### Required action:
Copy word for word the part of the text about trying sports at any body size, from "It can be amazing." up to and including "your mind works.".

Start of Selected text

Go do Shoppo, whatever it is.

Just see what your body's capable of instead of just it being something to objectify.

I think it goes, go do the Pilates, except if you're 200 pounds.

Okay.

I'm just kidding.

Go do the Pilates at whatever size.

Go try anything.

Like

your body isn't just a thing to be,

you know, looked at.

It can be amazing.

It's also crazy how many options you have.

You have every option under the sun for different types of sports or a way to get your body moving or competing.

And the idea that all of our bodies are supposed to do one specific thing or sort of pigeonhole yourself.

Yeah.

Not only is it your body, but it's also the way your mind works.

Like I always talk about, I've talked about recently about how I coach now and say that you can either be a Jason or a Travis.

Jason, my husband is analytical.

My brother-in-law, Travis, is very fluid, like turns his brain off and just goes.

End of Selected text
Start of Information supplied

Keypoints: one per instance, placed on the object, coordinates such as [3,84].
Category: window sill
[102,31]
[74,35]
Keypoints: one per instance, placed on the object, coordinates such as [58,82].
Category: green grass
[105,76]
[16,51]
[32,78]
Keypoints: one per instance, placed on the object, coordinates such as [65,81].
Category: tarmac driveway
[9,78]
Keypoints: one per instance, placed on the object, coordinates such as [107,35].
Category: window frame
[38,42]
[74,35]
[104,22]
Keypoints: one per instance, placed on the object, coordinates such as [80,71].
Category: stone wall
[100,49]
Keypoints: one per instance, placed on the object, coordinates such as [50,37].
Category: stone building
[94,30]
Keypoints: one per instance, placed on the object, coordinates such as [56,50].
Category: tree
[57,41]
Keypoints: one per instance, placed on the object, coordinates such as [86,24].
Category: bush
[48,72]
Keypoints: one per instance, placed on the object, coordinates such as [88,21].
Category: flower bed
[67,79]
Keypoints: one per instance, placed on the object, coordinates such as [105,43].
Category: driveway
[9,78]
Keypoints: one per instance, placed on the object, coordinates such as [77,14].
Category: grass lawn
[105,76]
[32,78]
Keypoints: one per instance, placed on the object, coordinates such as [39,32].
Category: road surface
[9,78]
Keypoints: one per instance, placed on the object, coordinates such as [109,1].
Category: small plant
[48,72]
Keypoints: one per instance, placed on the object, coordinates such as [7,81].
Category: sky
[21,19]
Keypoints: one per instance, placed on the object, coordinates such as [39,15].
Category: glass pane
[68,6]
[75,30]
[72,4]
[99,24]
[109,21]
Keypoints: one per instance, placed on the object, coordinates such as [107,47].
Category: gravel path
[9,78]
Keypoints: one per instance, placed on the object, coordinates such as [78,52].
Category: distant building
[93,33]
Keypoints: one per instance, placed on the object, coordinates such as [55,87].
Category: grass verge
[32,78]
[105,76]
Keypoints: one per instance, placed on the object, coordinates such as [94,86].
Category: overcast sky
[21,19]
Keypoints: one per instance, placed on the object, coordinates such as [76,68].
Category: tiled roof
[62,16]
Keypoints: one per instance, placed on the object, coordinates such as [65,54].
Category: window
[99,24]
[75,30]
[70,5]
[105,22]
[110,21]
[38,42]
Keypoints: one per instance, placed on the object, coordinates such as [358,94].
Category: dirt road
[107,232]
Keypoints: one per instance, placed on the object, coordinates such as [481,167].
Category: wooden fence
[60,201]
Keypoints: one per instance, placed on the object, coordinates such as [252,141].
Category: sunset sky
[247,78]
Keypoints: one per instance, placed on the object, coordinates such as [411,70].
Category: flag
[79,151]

End of Information supplied

### Answer area:
It can be amazing.

It's also crazy how many options you have.

You have every option under the sun for different types of sports or a way to get your body moving or competing.

And the idea that all of our bodies are supposed to do one specific thing or sort of pigeonhole yourself.

Yeah.

Not only is it your body, but it's also the way your mind works.